Tuesday, March 27, 2007

Blair apologises over slavery but cleric says: Not enough

Story by Reuters
Publication Date: 3/27/2007

Prime Minister Tony Blair expressed Britain’s “deep sorrow and regret” yesterday for the country’s role in the slave trade as events take place to mark the anniversary of its abolition in the British Empire.

Ghanaian actors perform a show on slavery at Elmina castle in Cape Coast on Sunday, to mark the 200th anniversary of the abolition of slave trade in Britain. Photos/REUTERS
However the second most senior cleric in the Church of England said the government should make a formal apology for the trade which was abolished by parliament exactly 200 years ago on March 25, 1807.

In a recorded message for celebrations in Ghana – a source of many of the slaves – marking the bicentenary of the abolition, Mr Blair said it was right that the occasion was marked across British cities which had played a role in slavery.

“It is an opportunity for the United Kingdom to express our deep sorrow and regret for our nation’s role in the slave trade and for the unbearable suffering, individually and collectively, it caused,” Blair said.

Earlier this month, Mr Blair said he was “sorry” for Britain’s role but Archbishop of York John Sentamu said Mr Blair still needed to go further.

“A nation of this quality should have the sense of saying we are very sorry and we have to put the record straight,” he told the BBC.

“This community was involved in a very terrible trade, Africans were involved in a very terrible trade, the Church was involved in a very terrible trade ... it’s important that we all own up to what was collectively done.” On Saturday, Archbishop Sentamu joined about 3,600 others in marches through central London as part of a series of events in Britain to mark the anniversary of the abolition of the brutal trade.
☆ ☆ ☆ ☆
■ Problem set:
a) Do the following statements agree with the article on Blair's slavery apology? Answer yes or no for each, quoting the words from the article that decide it.
(i) Parliament abolished the slave trade on March 25, 1807.
(ii) Mr Blair delivered his message in person at the celebrations in Ghana.
(iii) Archbishop Sentamu took part in marches through central London along with about 3,600 others.
b) Duplicate the portion of the article on Blair's slavery apology from "In a recorded" to "to go further.".

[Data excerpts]
☆ ☆ ☆ ☆
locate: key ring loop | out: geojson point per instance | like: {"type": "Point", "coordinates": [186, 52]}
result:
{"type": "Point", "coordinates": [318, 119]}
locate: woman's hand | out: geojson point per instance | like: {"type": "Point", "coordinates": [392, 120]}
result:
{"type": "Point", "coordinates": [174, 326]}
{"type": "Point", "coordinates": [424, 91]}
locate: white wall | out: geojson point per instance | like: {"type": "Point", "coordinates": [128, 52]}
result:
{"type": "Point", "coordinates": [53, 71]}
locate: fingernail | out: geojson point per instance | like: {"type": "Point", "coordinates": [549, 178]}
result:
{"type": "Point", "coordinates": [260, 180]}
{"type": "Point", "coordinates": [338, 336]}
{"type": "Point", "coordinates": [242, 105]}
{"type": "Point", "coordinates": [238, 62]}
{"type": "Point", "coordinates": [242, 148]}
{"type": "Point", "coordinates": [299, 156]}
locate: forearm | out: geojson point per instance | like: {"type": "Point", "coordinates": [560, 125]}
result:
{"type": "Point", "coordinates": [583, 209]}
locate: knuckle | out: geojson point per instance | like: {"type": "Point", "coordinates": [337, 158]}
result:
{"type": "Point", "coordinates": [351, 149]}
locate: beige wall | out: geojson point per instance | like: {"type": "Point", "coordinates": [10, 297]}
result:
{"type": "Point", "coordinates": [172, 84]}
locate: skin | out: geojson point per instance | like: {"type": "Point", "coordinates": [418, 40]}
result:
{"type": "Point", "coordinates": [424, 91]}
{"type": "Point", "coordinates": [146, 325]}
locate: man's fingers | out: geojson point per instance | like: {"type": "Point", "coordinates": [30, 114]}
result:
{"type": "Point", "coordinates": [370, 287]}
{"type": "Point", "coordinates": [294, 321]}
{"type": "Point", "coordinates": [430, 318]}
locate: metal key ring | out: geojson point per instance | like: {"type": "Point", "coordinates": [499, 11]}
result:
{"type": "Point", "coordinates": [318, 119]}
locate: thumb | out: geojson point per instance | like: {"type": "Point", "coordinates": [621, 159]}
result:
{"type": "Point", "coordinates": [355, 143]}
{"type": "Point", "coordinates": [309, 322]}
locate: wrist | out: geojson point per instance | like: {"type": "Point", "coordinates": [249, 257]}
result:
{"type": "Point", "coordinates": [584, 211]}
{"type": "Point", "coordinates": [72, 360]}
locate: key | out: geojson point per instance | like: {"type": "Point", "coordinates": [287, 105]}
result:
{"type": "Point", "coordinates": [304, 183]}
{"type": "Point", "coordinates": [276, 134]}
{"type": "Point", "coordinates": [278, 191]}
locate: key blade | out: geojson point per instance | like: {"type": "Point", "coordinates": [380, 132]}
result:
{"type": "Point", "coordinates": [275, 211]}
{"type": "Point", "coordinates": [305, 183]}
☆ ☆ ☆ ☆
■ Solution list:
a)
(i) Yes: "the trade which was abolished by parliament exactly 200 years ago on March 25, 1807."
(ii) No: "In a recorded message for celebrations in Ghana"
(iii) Yes: "Archbishop Sentamu joined about 3,600 others in marches through central London"

b)
In a recorded message for celebrations in Ghana – a source of many of the slaves – marking the bicentenary of the abolition, Mr Blair said it was right that the occasion was marked across British cities which had played a role in slavery.

“It is an opportunity for the United Kingdom to express our deep sorrow and regret for our nation’s role in the slave trade and for the unbearable suffering, individually and collectively, it caused,” Blair said.

Earlier this month, Mr Blair said he was “sorry” for Britain’s role but Archbishop of York John Sentamu said Mr Blair still needed to go further.